PROVIDED INFORMATION:
┄┄┄┄┄┄┄┄┄┄┄┄┄┄┄┄┄┄┄┄

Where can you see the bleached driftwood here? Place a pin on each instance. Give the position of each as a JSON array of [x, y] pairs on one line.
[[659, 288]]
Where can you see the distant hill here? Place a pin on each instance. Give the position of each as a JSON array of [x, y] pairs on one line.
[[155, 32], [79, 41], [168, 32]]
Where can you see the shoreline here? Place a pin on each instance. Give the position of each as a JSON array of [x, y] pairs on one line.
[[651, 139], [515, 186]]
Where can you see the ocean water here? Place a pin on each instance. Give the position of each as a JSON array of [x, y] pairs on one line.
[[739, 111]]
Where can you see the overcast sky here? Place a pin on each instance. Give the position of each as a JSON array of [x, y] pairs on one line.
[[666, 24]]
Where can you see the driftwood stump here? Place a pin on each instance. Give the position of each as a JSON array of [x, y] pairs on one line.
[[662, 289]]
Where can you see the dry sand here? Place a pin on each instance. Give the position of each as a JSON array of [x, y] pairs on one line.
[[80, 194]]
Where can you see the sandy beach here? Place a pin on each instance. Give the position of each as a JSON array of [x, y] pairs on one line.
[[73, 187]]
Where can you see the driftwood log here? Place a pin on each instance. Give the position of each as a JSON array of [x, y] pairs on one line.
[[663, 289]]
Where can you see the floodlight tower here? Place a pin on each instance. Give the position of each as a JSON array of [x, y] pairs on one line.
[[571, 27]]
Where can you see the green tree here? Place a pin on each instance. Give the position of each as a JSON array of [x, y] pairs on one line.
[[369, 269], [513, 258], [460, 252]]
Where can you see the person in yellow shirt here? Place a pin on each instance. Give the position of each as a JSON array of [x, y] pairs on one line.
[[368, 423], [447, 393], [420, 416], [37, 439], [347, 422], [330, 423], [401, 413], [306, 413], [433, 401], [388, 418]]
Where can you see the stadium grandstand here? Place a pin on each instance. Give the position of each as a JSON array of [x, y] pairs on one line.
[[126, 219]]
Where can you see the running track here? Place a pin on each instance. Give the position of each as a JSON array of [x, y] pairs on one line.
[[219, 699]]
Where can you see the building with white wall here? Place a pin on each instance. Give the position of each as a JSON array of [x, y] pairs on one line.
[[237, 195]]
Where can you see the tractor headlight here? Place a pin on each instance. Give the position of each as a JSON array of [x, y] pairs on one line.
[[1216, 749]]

┄┄┄┄┄┄┄┄┄┄┄┄┄┄┄┄┄┄┄┄

PROBLEM STATEMENT:
Copy all of the data above word for word, keeping every line and every number unchanged.

REPLY TO THE EXERCISE:
Where can you see the bleached driftwood here? Place a pin on each instance. Give the position of each as a JSON array of [x, y] pairs on one line.
[[659, 288]]
Where can you see the distant hill here? Place a pin on each instance. Give the position of each as a JSON array of [x, y] pairs on one line.
[[155, 32], [79, 41], [168, 32]]
Where can you see the shoreline here? Place a pin on each instance. Give the position of each as a JSON array of [x, y] pairs on one line.
[[651, 139], [515, 186]]
Where can you see the ocean water here? Place a pin on each instance. Give the position of each as a JSON array of [x, y] pairs on one line.
[[739, 111]]
Where can you see the overcast sky here? Place a pin on each instance. Give the position of each as a JSON array of [x, y] pairs on one line.
[[666, 24]]
Where can you see the driftwood stump here? Place a pin on each instance. Give the position of each as a JSON array of [x, y] pairs on one line.
[[662, 289]]
Where can you see the dry sand here? Place a pin on each instance. Give the position of each as a JSON array of [x, y] pairs on one line.
[[80, 194]]
Where can you see the sandy beach here? Place a pin on each instance. Give the position of each as a JSON array of [x, y] pairs on one line.
[[73, 187]]
Where can you see the driftwood log here? Place a pin on each instance. Give the position of each as a JSON array of [x, y] pairs on one line.
[[663, 289]]
Where can you see the floodlight tower here? Place a pin on each instance. Give the position of each as a JSON array of [x, y] pairs on one line.
[[571, 27]]
Where can you see the green tree here? Place a pin on each instance. Give the position of each as a JSON array of [x, y] pairs on one line.
[[369, 269], [513, 258], [460, 252]]
Where can you see the person in yellow shirt here? Place a pin on each instance. Give the position of each as a JSON array of [x, y] pairs on one line.
[[368, 423], [447, 393], [420, 416], [37, 439], [347, 422], [330, 423], [401, 413], [306, 413], [433, 401], [388, 418]]
Where can you see the stadium grandstand here? Place a pin on each instance. Give the position of each as a JSON array of [x, y] pairs on one line.
[[126, 219]]
Where can you see the running track here? Place a pin on each instance. Give the position of each as a JSON array of [x, y] pairs on one line.
[[219, 699]]
Where can you see the building with white wall here? Place a pin on each instance. Give the position of each as a JSON array of [x, y] pairs on one line.
[[237, 195]]
Where can you see the tractor headlight here? Place a pin on each instance. Give the position of each as a JSON array of [x, y] pairs on one line.
[[1216, 749]]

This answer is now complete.